'''

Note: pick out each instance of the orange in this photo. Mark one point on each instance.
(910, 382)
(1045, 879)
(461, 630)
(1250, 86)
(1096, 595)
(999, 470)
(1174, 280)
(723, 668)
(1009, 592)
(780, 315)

'''
'''

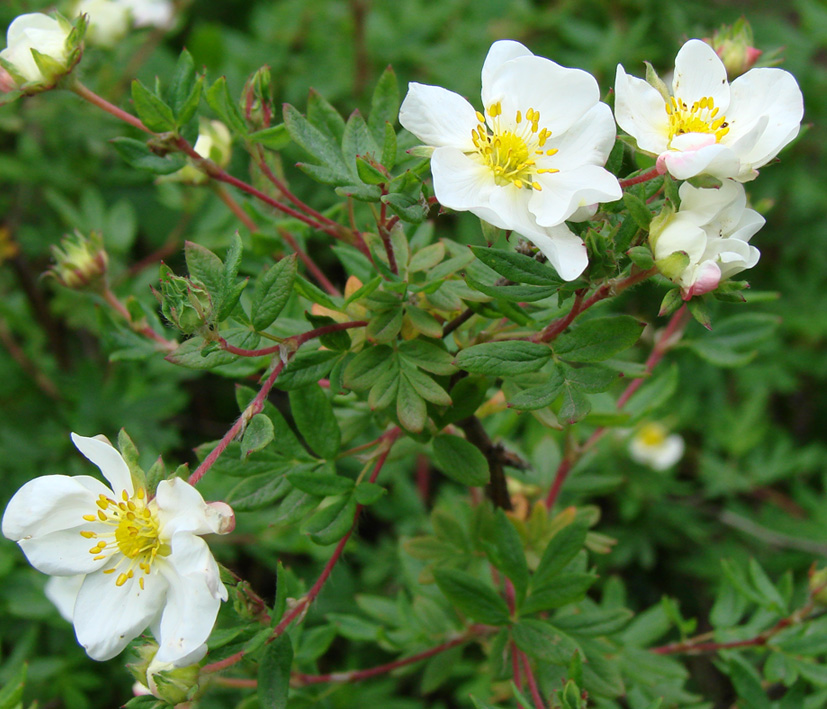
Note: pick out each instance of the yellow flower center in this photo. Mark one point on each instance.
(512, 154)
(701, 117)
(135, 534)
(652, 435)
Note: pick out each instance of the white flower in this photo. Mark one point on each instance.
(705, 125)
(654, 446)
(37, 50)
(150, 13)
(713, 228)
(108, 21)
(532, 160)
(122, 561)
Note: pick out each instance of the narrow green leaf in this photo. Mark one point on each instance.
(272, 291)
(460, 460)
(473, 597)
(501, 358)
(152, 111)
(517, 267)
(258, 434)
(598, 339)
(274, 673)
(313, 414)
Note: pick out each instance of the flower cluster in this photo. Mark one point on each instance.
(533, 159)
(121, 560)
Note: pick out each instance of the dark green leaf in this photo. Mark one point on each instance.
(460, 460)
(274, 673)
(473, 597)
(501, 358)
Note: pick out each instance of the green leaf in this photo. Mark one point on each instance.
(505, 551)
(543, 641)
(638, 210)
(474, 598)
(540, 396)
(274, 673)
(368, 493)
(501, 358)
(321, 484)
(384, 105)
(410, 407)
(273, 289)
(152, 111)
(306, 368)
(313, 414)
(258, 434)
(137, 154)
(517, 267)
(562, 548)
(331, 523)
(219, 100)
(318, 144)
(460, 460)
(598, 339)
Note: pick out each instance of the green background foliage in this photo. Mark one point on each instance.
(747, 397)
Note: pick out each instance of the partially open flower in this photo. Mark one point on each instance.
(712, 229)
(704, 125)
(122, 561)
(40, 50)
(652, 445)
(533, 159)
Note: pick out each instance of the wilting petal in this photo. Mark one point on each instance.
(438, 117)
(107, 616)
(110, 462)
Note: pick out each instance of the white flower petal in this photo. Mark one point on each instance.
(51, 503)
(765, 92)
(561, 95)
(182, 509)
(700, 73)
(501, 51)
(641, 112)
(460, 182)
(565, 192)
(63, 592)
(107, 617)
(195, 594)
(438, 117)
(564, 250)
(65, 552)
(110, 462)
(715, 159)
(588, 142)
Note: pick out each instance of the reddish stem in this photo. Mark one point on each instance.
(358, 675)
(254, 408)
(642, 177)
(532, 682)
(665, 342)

'''
'''

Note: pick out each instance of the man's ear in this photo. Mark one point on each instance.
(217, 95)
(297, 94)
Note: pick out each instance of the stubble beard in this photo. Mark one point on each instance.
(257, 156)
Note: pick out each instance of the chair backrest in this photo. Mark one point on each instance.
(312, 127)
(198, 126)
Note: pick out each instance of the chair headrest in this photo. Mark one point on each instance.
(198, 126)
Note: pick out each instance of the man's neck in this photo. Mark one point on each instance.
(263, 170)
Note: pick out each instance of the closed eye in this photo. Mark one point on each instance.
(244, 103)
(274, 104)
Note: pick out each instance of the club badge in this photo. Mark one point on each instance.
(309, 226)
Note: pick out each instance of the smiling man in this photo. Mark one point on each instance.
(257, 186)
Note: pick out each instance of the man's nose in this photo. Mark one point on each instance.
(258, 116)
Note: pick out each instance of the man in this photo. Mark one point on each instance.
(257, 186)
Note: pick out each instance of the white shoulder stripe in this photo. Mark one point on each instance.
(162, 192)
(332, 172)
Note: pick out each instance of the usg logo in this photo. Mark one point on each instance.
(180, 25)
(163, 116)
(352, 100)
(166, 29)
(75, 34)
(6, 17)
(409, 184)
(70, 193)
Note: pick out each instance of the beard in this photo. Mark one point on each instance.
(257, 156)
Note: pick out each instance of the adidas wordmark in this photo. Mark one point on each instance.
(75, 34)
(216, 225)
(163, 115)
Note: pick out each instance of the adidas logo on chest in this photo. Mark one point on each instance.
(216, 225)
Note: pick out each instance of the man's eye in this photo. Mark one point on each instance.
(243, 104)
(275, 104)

'''

List every line of the rows above that contains the word "adidas", matching case exactly.

Note: pick out each instance of the adidas wordmark in this photo. Mark one point on each instance.
Note: pick out each instance of the adidas logo on chest in this photo. Mark one point on each instance.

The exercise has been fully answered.